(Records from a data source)
---------------
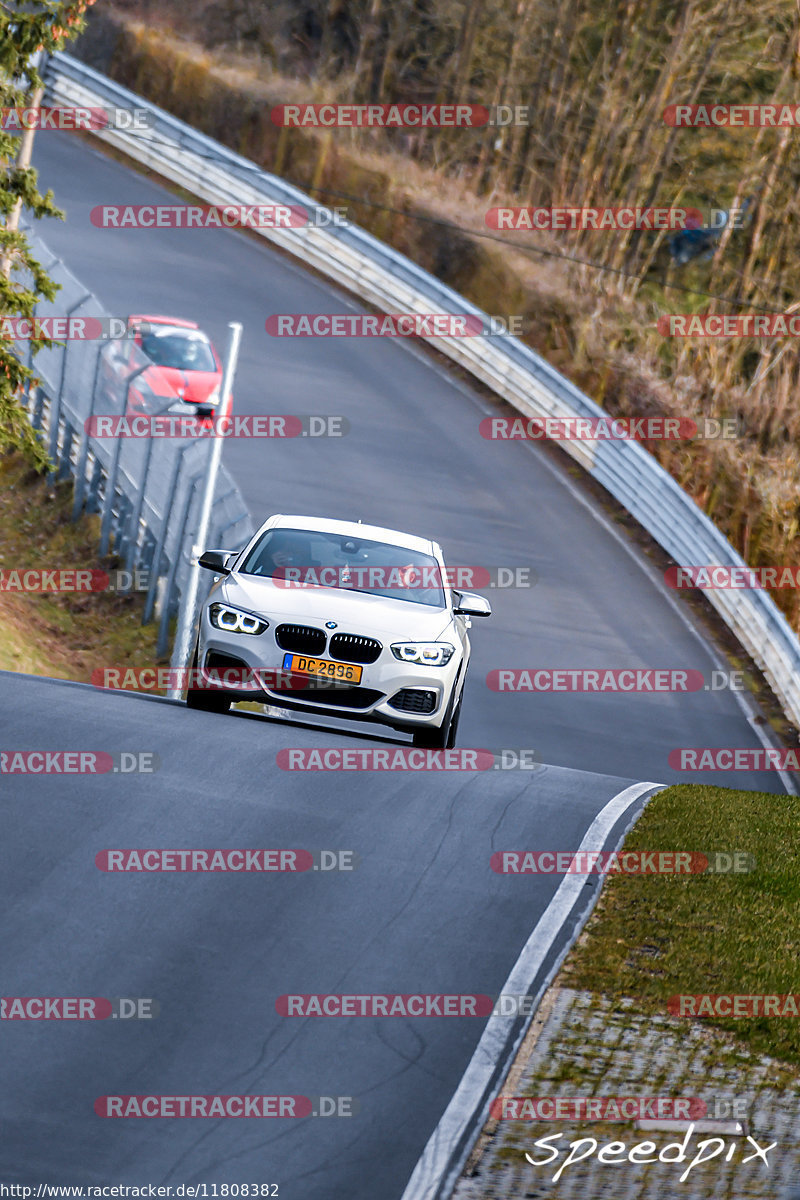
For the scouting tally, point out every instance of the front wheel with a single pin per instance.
(444, 738)
(203, 697)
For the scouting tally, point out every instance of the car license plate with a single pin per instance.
(323, 669)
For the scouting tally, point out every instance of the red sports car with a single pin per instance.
(185, 365)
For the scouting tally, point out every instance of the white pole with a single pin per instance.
(187, 616)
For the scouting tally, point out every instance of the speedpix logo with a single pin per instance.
(615, 1153)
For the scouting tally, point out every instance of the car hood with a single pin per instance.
(196, 385)
(354, 612)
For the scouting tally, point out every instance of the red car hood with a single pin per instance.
(194, 385)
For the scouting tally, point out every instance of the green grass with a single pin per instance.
(653, 937)
(62, 635)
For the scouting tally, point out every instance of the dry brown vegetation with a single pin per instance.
(597, 78)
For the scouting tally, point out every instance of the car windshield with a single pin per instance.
(296, 558)
(185, 352)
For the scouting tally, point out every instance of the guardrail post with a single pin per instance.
(163, 627)
(83, 454)
(146, 616)
(182, 648)
(55, 414)
(113, 471)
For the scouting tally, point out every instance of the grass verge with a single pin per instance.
(655, 936)
(65, 635)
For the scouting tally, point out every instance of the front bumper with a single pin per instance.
(402, 695)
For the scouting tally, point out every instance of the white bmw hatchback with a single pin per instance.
(340, 618)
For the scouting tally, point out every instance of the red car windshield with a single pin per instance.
(179, 352)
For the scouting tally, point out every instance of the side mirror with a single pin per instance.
(216, 561)
(469, 604)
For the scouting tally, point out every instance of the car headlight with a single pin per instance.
(234, 621)
(428, 654)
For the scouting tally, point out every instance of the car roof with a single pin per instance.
(176, 322)
(353, 529)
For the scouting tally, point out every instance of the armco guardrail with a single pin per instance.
(146, 490)
(392, 283)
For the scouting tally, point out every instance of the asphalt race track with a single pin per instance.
(422, 911)
(414, 460)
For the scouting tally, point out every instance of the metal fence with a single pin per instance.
(394, 283)
(146, 490)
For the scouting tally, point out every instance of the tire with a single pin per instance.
(444, 738)
(202, 697)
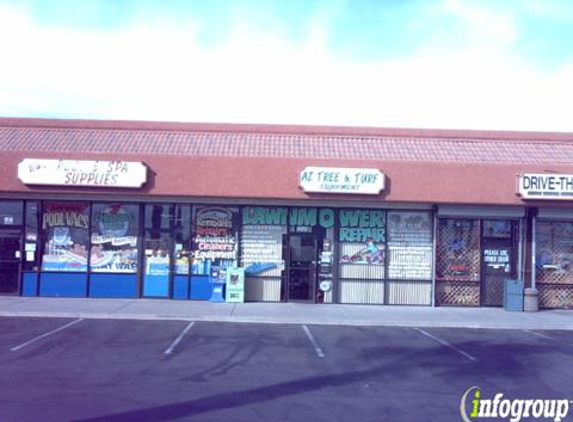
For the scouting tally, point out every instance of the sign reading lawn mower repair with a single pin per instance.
(546, 186)
(342, 180)
(116, 174)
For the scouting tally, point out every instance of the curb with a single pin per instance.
(267, 320)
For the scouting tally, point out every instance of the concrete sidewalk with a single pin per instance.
(284, 313)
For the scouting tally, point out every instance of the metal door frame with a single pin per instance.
(311, 283)
(15, 232)
(514, 242)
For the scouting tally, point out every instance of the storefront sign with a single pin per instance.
(117, 174)
(342, 180)
(546, 186)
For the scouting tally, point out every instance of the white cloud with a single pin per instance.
(163, 72)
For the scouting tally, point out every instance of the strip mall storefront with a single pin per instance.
(75, 227)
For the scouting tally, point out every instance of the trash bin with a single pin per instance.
(531, 300)
(217, 278)
(513, 295)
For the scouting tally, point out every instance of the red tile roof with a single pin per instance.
(155, 138)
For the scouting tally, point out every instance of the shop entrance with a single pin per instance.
(9, 261)
(303, 255)
(498, 259)
(157, 264)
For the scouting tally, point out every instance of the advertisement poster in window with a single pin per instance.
(114, 238)
(66, 228)
(215, 241)
(409, 245)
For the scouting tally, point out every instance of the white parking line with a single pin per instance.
(179, 338)
(317, 348)
(49, 333)
(445, 343)
(545, 336)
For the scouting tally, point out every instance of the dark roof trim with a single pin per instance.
(128, 125)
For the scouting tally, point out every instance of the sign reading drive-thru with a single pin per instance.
(546, 186)
(116, 174)
(342, 180)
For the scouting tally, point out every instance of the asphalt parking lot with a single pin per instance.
(54, 369)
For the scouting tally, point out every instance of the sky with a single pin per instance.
(450, 64)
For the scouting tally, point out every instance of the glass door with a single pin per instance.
(156, 264)
(302, 267)
(10, 250)
(157, 250)
(498, 259)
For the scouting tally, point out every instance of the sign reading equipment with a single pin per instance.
(342, 180)
(546, 186)
(116, 174)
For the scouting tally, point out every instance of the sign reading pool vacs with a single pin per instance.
(546, 186)
(342, 180)
(474, 406)
(117, 174)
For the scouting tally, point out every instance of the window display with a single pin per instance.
(409, 245)
(458, 254)
(262, 241)
(554, 258)
(66, 236)
(114, 241)
(362, 237)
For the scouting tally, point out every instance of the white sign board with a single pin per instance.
(342, 180)
(116, 174)
(546, 186)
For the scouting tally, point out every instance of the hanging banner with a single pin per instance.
(116, 174)
(216, 234)
(342, 180)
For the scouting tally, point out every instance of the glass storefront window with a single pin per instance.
(410, 245)
(114, 242)
(66, 236)
(554, 252)
(362, 240)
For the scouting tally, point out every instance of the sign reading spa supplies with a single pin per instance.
(546, 186)
(342, 180)
(116, 174)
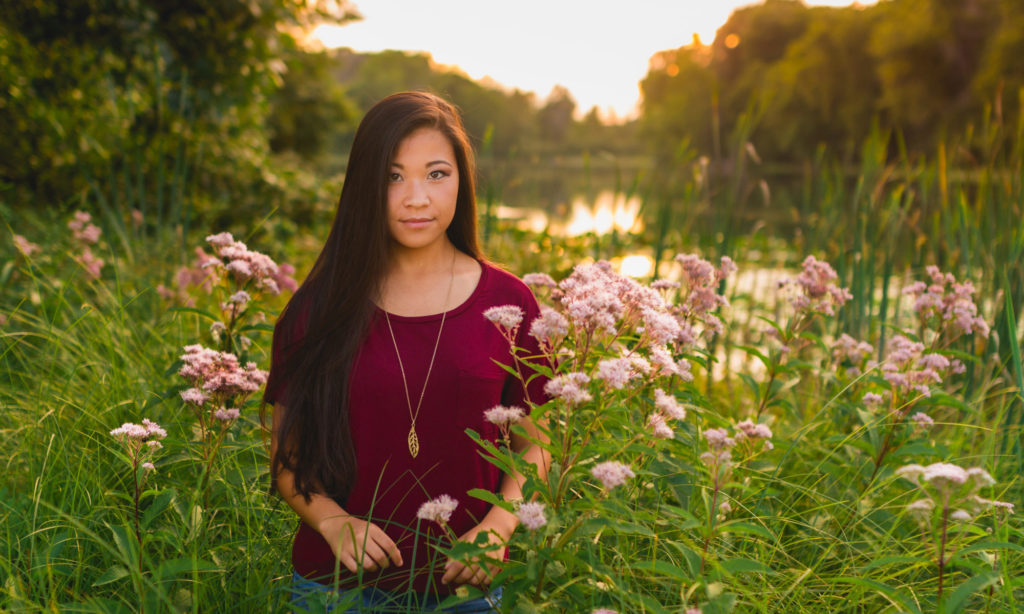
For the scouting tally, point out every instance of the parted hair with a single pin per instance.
---------------
AIM OF THE EXERCISE :: From the first line to the last, restate the entries exactly, without pictures.

RESPONSE FOR THIS EXERCISE ::
For the scouting tally, point out every instance of the front wheel with a single pin per instance.
(444, 738)
(203, 697)
For the scouting tally, point out every instance of the car license plate with a single pin per instance.
(323, 669)
For the scouting tally, point out every instance of the red sports car with a single pin per instance.
(185, 365)
For the scouting tally, point out every instance of the white pole with a single pin per instance.
(187, 616)
For the scouting tally, point out every instance of the speedpix logo with a single pin per instance.
(615, 1153)
For the scouting tally, point out every instance of the car hood with a single pin per instance.
(196, 385)
(354, 612)
For the scouting tally, point out every instance of the red car hood with a single pin per instance.
(194, 385)
For the scouting tally, point out every instance of the green grass with a single pin per instance.
(653, 937)
(62, 635)
For the scouting tally, point out every instance of the dry brown vegetation with a single pin per instance.
(597, 78)
For the scouting tally, point out every instance of the car windshield with a single pin per instance.
(296, 558)
(185, 352)
For the scouting tally, point out every instance of the guardrail post with a single pin per instance.
(163, 627)
(83, 454)
(146, 616)
(182, 648)
(55, 414)
(113, 471)
For the scouting tally, point out every instance of the grass verge with a single pin per instance.
(655, 936)
(65, 635)
For the scouting tally, point out every instance of the front bumper with a single pin per instance.
(402, 695)
For the scouting tally, point out every instance of the white bmw hatchback with a single pin per instance.
(340, 618)
For the scouting tally, point out every instance of the red car windshield with a single pin per instance.
(179, 352)
For the scouting tally, point out every instance of the side mirror with a single pin per instance.
(216, 561)
(469, 604)
For the scouting tally, point out every instance of the car headlight with a single pin per instance.
(234, 621)
(428, 654)
For the scouting tally, point out every instance of the car roof with a single pin per instance.
(176, 322)
(353, 529)
For the scouting tally, point out every instance of the armco guardrail with a single pin per instance.
(146, 490)
(392, 283)
For the scouting tally, point out every instance of the asphalt race track with a single pin per instance.
(422, 911)
(414, 460)
For the scouting tally, point out every instance of the metal fence with a single pin per instance.
(394, 283)
(146, 490)
For the scouting tally, point out every instance of the tire with a single pin per instance.
(444, 738)
(202, 697)
For the scouting tally, point out every instance of the sign reading lawn mower repair with a single pin per instance.
(546, 186)
(342, 180)
(116, 174)
For the scouting tally, point out every instance of the curb with a single pin per instance.
(267, 320)
For the scouting tally, point out every instance of the concrete sidewalk with a single pin per instance.
(284, 313)
For the scouting tally, point out every instance of the metal door frame with a single pin per instance.
(311, 283)
(15, 232)
(514, 242)
For the scouting tally, point out every instance of the storefront sign with a single pin per instance.
(117, 174)
(342, 180)
(546, 186)
For the scouting tally, point out every instance of the white cloud with a single pin per instance.
(163, 72)
For the scouting tally, point out every instance of the strip mall storefront with a single pin per instance.
(75, 227)
For the scouting tally, point out every instance of the trash bin with a single pin per instance.
(531, 300)
(217, 278)
(513, 295)
For the scouting tally, point out every instance of the red tile roof with a single pin per instance.
(155, 138)
For the scouting tally, point out every instance of the shop entrance with a single pin per instance.
(9, 261)
(303, 255)
(498, 259)
(157, 264)
For the scouting tally, point out every instance of the advertisement poster in window with a single pin per instance.
(114, 238)
(66, 228)
(215, 241)
(409, 245)
For the scouting tally, point out every instance of the white parking line with a single pin per instance.
(179, 338)
(317, 348)
(49, 333)
(445, 343)
(545, 336)
For the scouting tally, point out every instance of the dark roof trim with a single pin per instance.
(128, 125)
For the scouting tally, point out every instance of the sign reading drive-thru with a single pin per instance.
(546, 186)
(116, 174)
(342, 180)
For the scouting tally, point out every instance of the asphalt parking lot with a single pin per instance.
(54, 369)
For the scouting tally, point out every instance of the sky with a single pin per instance.
(450, 64)
For the scouting tally, point out every instance of the glass door with a single pin per instance.
(156, 264)
(302, 267)
(10, 250)
(157, 250)
(498, 259)
For the scouting tally, point out every instance of the sign reading equipment with a single pin per instance.
(342, 180)
(546, 186)
(116, 174)
For the scouting tally, point out every instance of the sign reading pool vacs with a single pin per instance.
(546, 186)
(342, 180)
(474, 406)
(117, 174)
For the scouting tally, point out every instance of the window display with a single pin per instance.
(409, 245)
(458, 254)
(262, 241)
(554, 258)
(66, 236)
(114, 241)
(362, 237)
For the scouting tally, point out every instance of the white sign board with a single pin per instance.
(342, 180)
(116, 174)
(546, 186)
For the scouting tally, point out every instance of the hanging banner with a single pin per instance.
(116, 174)
(216, 234)
(342, 180)
For the scouting tally, point out every instance of the glass storefront window with a single pin per instance.
(410, 245)
(114, 242)
(66, 236)
(554, 252)
(362, 240)
For the scouting tally, point out every instance of the sign reading spa supplies with a single pin per instance.
(546, 186)
(342, 180)
(116, 174)
For the scouting tally, point out every instance of the parted hair with a single pin per instance.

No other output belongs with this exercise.